Supplied passage
□ □ □ □ □

Inputs to Analysis, Recruitment Feasibility, and Multiple Aims
Our emphasis in the fourth module includes the many sources of inputs for power and sample size analysis from the empirical literature, internal pilot studies, planned pilot studies, and computer simulations. Each of these approaches is discussed in detail in relation to power and sample size analysis, including the overall benefits and challenges associated with each approach. Next, we talk about recruitment feasibility and its critical importance to sample size calculations by discussing some key factors such as health, socioeconomic, and demographic factors that can be predictive of recruitment difficulty. Next, we deal with research studies that address multiple aims (e.g., hypotheses) and how to address this situation in your sample size analysis. Lastly, you will walk through a fully independent exercise problem to solve for sample size analysis for a multilevel study with longitudinal repeated measures.
Key Concepts
- Identify the inputs for power or sample size analysis, and describe how to search the literature for inputs.

□ □ □ □ □

Record set
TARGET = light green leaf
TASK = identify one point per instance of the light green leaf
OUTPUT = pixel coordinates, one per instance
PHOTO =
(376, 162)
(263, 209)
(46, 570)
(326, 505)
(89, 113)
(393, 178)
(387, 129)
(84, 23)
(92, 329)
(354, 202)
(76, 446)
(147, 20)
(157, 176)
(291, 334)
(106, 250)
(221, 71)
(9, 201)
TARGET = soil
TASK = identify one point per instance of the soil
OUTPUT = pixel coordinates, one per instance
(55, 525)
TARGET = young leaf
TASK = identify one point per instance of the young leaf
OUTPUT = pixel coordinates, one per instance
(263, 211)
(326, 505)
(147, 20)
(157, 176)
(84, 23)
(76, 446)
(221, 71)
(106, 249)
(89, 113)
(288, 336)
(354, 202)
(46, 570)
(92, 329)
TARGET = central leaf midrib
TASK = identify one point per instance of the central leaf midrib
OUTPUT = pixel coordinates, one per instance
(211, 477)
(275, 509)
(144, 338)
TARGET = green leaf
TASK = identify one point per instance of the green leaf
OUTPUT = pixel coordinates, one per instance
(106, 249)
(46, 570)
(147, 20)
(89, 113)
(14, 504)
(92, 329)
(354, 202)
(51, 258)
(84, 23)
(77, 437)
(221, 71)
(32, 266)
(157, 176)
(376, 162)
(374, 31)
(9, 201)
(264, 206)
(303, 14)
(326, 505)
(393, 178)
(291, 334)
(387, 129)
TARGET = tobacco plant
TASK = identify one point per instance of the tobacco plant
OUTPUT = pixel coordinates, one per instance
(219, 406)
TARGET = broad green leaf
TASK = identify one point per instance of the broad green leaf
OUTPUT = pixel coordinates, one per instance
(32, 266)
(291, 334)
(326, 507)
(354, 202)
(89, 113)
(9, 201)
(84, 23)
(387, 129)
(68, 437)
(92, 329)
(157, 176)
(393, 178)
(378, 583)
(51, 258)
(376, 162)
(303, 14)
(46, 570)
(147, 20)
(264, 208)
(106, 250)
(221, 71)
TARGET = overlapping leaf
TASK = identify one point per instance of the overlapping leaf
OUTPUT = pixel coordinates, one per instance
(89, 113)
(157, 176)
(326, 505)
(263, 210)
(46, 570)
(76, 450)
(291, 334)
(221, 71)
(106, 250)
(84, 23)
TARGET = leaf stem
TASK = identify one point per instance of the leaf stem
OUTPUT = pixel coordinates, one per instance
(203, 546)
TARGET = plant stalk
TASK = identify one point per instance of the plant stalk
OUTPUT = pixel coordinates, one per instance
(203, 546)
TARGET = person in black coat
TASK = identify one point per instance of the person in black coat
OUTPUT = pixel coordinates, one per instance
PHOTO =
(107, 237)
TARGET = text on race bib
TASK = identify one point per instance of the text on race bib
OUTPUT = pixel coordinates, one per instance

□ □ □ □ □

Stated goal
According to the module overview, what kind of study does the final independent exercise ask for a sample size analysis of?

Answer for this exercise
A multilevel study with longitudinal repeated measures.